:: DATA LISTING

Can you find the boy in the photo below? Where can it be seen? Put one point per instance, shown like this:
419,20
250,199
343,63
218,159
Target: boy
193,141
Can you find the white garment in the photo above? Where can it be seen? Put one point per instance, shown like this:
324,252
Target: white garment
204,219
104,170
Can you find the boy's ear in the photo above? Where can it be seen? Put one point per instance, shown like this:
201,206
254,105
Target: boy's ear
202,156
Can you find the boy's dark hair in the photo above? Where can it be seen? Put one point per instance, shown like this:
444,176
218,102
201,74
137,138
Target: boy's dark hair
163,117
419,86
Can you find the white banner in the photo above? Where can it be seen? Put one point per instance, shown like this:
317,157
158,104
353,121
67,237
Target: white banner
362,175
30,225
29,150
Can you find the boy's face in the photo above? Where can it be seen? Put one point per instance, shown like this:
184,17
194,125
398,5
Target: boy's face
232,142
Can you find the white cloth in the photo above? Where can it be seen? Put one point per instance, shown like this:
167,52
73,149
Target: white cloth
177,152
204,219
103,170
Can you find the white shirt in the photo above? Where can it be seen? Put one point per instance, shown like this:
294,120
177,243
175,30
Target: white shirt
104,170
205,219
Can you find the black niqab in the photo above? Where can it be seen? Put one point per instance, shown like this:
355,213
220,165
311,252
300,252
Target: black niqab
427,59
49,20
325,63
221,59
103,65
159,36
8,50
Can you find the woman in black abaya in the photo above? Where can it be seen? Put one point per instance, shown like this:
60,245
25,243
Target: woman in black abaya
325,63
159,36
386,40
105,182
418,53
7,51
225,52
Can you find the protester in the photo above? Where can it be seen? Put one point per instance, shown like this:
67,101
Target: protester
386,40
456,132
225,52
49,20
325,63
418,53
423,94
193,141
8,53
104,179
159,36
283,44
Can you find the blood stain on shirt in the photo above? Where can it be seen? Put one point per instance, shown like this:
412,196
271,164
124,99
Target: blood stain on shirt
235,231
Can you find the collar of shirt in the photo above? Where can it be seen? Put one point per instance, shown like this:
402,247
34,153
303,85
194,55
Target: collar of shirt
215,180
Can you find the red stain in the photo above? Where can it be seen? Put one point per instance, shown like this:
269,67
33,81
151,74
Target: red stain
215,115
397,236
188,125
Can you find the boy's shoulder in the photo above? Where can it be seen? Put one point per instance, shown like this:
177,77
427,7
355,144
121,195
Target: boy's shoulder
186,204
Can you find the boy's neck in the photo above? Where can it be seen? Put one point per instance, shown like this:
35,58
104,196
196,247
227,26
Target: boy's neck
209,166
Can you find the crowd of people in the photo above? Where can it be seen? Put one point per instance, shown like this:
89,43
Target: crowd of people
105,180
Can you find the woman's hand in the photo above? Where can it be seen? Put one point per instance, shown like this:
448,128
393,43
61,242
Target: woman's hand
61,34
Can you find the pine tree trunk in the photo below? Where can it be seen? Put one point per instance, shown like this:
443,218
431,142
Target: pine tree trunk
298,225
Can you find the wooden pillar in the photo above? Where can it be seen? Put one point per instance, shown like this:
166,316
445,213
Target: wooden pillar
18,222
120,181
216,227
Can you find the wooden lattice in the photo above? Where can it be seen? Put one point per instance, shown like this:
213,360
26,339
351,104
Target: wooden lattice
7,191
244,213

::::

Output all of the entries without altering a single word.

[FINISHED TASK]
Can you find the boy in the photo below? Where can it be seen? Put one point per instance, shown like this:
419,20
250,199
343,63
218,159
Target: boy
193,141
Can you find the white garment in the photo above? Where can it be seen? Put one point per instance, shown like this:
324,252
Target: white garment
204,219
104,170
Can you find the boy's ear in the photo above? Where can it be seen? Put one point per instance, shown like this:
201,206
254,105
Target: boy's ear
202,156
Can you find the boy's dark hair in the photo above? Where can it be seen? Put one point per instance, shown like this:
444,176
218,102
201,74
137,138
Target: boy's dark hair
163,117
419,86
Can you find the white banner in the photo above? Where can it be seen? Put one point per instance, shown like this:
317,157
158,104
353,121
67,237
Target: white banner
362,175
30,225
29,150
Can you find the boy's face in the photo above? Where can it be seen? Put one point per instance, shown like this:
184,17
194,125
398,5
Target: boy's face
232,142
Can you find the white cloth in the photo above? Where can it be seen? Put one point per instance, shown like this:
167,52
73,149
Target: white cloth
177,152
204,219
103,170
Can you find the white shirt in the photo above? Where can it be seen? Put one point per instance, shown like this:
294,120
177,243
175,30
Target: white shirt
104,170
205,219
Can you find the black niqab in the photo above? Where can it be seen? Put one point per instance, shown like this:
355,213
220,165
311,252
300,252
Target: black niqab
427,59
49,20
325,63
221,59
103,65
159,36
8,50
Can you find the woman in black abaya in the photo above? Where can it be seen? Put one point per instance, shown like this:
60,245
25,243
Target: woman in black abaya
325,63
159,36
386,40
105,182
418,53
7,51
225,52
Can you find the protester in the photo above? Where can it be seen? Put one point per instance, shown like this:
67,101
Target: protester
386,40
456,132
225,52
49,20
325,63
418,53
423,94
193,141
8,53
104,179
159,36
283,44
Can you find the blood stain on shirt in the photo above? Where can it be seen? Put one point per instance, shown like this:
412,196
271,164
124,99
Target: blood stain on shirt
235,231
Can you find the collar of shirt in the photo above? Where can it be seen? Put one point per instance, shown like this:
402,247
34,153
303,85
194,55
Target: collar of shirt
215,180
Can you find the red stain in the photo above? Where can it be seen? Put one point per instance, shown like this:
269,67
33,81
151,74
Target: red stain
215,115
397,236
188,125
Can you find the boy's shoulder in the photo above? Where can it be seen? Put one point per instance, shown like this:
177,77
427,7
355,144
121,195
Target: boy's shoulder
186,204
Can you find the boy's neck in the photo above? Where can it be seen? Put one point per instance, shown like this:
35,58
104,196
196,247
227,26
Target: boy's neck
209,166
Can you find the crowd of people in the photo above? Where can it be seen? Put one point per instance, shown like this:
89,43
Target: crowd of people
105,180
Can you find the woman's hand in the photo above? Where can it be seen? Put one point per instance, shown like this:
448,128
393,43
61,242
Target: woman's hand
61,34
Can you find the pine tree trunk in the photo below? Where can it be seen? Put one point per instance, shown like this:
443,218
431,142
Target: pine tree trunk
298,225
Can you find the wooden pillar in the photo above? Where can it be seen? Put one point per instance, shown like this:
166,316
445,213
Target: wooden pillar
18,222
120,181
216,227
Can you find the wooden lattice in the photo above? Where can it be seen? Put one point per instance, shown like this:
213,360
26,339
351,104
Target: wooden lattice
7,191
244,213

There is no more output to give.